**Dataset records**
────
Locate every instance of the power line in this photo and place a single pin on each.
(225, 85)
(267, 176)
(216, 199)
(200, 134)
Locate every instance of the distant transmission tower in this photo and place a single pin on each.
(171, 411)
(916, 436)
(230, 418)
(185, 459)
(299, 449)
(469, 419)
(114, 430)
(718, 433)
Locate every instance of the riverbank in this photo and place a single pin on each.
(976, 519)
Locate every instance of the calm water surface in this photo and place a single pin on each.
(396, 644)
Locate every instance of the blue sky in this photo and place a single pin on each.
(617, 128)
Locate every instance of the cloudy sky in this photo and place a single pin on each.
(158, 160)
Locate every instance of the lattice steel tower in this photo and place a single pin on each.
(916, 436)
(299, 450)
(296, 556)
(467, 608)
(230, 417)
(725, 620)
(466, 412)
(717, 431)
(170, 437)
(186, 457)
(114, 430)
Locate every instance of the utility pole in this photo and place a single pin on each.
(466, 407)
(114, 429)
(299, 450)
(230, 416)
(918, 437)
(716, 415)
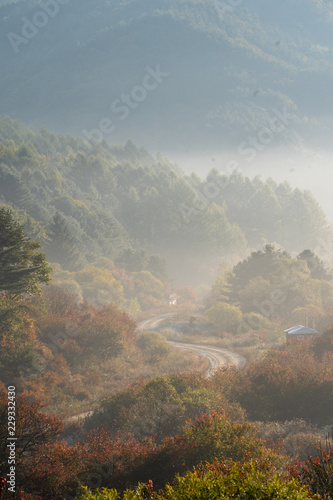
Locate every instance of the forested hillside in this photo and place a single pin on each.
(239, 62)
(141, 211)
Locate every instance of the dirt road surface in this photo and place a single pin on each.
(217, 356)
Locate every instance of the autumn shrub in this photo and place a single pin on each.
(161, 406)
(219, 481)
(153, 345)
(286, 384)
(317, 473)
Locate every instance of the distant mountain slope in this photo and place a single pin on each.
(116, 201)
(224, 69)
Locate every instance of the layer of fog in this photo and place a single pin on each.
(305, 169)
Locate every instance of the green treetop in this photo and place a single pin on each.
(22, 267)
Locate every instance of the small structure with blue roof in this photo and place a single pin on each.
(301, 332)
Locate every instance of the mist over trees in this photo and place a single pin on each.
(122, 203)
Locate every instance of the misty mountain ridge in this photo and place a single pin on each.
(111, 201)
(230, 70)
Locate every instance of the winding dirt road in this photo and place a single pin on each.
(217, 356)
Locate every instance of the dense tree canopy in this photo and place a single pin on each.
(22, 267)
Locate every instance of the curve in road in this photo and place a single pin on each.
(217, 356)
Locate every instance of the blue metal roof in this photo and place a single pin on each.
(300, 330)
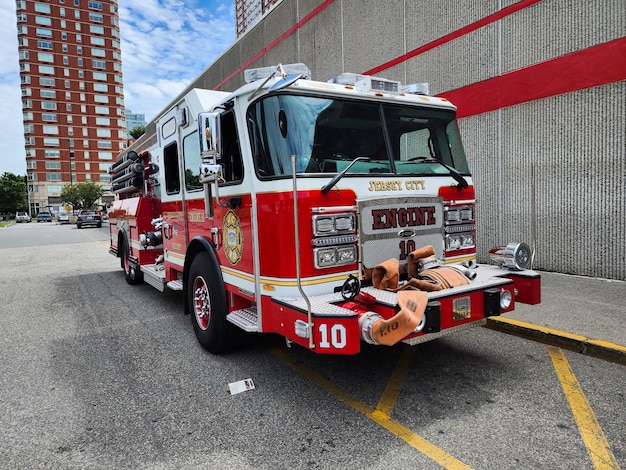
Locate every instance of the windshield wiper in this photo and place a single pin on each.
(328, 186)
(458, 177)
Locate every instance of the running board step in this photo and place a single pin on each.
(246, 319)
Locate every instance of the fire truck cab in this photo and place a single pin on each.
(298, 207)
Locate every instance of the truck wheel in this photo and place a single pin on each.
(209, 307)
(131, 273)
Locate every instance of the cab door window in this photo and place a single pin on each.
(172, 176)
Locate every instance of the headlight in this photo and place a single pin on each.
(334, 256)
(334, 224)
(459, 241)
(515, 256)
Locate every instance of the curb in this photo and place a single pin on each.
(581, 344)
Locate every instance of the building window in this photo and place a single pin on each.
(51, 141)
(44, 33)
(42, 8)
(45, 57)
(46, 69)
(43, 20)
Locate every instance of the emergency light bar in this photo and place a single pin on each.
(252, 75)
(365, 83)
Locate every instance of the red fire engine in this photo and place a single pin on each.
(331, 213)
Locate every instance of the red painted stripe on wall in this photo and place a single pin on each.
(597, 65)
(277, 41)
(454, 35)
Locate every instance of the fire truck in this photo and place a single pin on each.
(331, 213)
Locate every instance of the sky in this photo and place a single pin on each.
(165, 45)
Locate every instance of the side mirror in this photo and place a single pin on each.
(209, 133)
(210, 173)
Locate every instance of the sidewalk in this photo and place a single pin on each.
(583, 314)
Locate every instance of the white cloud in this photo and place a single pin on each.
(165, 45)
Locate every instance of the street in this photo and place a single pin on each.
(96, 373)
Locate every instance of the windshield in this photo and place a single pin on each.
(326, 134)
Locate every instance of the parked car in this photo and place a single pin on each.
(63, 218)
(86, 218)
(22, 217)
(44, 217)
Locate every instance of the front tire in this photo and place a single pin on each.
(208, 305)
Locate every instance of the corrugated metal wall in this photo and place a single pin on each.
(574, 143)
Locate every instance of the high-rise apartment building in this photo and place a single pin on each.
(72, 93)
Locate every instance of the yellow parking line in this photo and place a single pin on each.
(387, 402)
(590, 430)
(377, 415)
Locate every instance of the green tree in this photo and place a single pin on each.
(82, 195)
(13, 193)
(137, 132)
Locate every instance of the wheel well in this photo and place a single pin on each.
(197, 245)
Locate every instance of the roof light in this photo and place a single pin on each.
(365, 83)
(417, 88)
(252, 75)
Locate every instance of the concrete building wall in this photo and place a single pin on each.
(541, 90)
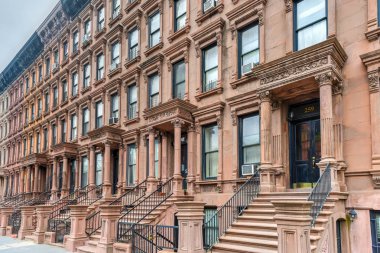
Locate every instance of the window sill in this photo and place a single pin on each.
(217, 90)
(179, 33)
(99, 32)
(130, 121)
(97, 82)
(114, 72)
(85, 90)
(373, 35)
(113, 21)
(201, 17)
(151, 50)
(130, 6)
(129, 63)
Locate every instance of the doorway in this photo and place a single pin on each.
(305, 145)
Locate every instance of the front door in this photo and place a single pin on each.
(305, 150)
────
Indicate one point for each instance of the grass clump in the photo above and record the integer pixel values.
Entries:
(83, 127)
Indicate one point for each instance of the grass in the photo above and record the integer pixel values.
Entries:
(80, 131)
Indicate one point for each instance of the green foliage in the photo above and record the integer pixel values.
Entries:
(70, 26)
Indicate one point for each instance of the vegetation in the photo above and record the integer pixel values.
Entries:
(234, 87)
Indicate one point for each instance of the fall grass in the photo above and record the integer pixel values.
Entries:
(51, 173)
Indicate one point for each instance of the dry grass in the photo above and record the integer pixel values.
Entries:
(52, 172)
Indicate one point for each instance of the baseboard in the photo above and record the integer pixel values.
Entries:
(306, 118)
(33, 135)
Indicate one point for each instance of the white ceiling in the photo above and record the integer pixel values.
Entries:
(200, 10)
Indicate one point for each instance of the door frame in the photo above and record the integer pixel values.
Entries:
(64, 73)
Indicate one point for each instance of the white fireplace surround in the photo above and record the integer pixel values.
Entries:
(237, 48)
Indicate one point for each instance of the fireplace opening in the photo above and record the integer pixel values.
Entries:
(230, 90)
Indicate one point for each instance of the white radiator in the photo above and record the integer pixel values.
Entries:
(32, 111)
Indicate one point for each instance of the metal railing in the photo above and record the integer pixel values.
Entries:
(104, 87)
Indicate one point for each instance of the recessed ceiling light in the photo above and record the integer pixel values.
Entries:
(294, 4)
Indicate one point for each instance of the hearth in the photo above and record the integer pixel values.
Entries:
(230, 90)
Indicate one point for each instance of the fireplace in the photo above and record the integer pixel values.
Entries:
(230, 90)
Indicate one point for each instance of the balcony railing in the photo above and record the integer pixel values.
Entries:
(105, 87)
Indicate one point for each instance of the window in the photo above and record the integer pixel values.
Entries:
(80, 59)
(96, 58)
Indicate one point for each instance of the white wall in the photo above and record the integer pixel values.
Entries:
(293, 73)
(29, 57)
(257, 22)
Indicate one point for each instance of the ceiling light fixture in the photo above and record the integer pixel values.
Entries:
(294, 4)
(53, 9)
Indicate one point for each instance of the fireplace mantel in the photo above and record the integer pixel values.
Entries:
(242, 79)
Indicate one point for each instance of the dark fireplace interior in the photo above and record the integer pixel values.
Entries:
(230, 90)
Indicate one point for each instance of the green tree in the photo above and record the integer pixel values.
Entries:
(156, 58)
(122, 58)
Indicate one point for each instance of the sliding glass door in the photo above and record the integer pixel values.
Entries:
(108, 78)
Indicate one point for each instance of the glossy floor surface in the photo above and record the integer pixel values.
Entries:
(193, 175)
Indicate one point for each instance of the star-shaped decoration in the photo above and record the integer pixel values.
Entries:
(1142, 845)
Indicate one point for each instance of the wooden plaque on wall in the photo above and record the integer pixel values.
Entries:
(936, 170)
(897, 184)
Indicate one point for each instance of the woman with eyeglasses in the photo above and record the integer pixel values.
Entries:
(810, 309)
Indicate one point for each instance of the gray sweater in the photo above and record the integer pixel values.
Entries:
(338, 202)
────
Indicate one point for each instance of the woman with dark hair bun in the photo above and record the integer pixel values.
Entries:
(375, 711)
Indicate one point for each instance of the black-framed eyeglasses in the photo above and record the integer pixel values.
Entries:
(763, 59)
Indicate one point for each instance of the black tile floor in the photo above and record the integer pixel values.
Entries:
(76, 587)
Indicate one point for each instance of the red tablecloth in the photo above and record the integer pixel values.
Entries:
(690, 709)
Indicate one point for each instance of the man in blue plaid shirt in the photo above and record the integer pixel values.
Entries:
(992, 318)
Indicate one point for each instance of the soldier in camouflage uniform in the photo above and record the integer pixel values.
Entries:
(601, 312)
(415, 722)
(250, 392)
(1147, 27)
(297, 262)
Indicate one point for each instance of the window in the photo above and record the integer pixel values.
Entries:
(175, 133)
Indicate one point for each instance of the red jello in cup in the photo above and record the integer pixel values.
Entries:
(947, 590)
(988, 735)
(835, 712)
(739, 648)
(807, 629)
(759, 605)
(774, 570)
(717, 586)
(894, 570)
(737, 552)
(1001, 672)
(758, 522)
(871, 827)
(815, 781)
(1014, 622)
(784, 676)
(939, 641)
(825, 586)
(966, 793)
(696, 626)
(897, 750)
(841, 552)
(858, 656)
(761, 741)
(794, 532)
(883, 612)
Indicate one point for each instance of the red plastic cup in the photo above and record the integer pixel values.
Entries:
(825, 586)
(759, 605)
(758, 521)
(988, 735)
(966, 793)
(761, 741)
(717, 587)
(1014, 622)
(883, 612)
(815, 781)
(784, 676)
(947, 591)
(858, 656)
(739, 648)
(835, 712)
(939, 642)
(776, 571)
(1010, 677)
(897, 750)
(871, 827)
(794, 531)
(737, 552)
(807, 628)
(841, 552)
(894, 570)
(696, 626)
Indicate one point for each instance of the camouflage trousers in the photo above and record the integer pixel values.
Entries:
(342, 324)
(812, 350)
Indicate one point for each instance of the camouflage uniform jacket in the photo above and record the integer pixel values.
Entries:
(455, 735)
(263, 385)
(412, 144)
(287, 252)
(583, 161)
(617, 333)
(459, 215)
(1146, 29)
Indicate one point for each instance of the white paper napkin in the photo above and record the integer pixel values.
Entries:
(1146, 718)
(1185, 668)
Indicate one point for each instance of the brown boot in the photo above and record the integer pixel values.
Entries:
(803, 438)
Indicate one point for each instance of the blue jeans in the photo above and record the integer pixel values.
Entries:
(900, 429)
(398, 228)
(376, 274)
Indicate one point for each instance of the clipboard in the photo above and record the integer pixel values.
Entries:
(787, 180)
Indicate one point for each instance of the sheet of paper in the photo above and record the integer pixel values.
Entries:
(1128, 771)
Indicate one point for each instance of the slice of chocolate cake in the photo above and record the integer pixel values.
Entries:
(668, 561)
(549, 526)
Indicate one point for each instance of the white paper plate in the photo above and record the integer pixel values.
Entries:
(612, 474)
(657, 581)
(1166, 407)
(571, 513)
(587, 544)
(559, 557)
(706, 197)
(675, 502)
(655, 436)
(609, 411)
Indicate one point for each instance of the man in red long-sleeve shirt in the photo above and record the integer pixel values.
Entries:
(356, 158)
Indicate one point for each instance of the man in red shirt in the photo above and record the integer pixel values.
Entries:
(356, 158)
────
**TASK BRIEF**
In the data above, reproduce verbatim every line from the one containing "Indicate one point for each instance of the blue" up to and including the one containing "(1128, 771)".

**SOLUTION TO THE PROBLEM**
Indicate one point for each instance of the blue jeans in the photo above and record the integer pixel values.
Entries:
(900, 429)
(398, 228)
(376, 274)
Indicate one point for each instance of the clipboard in the photo above and record the integer pixel values.
Entries:
(787, 180)
Indicate one point for each instance of the sheet of paper in the photo above and record the integer pixel values.
Entries:
(1128, 771)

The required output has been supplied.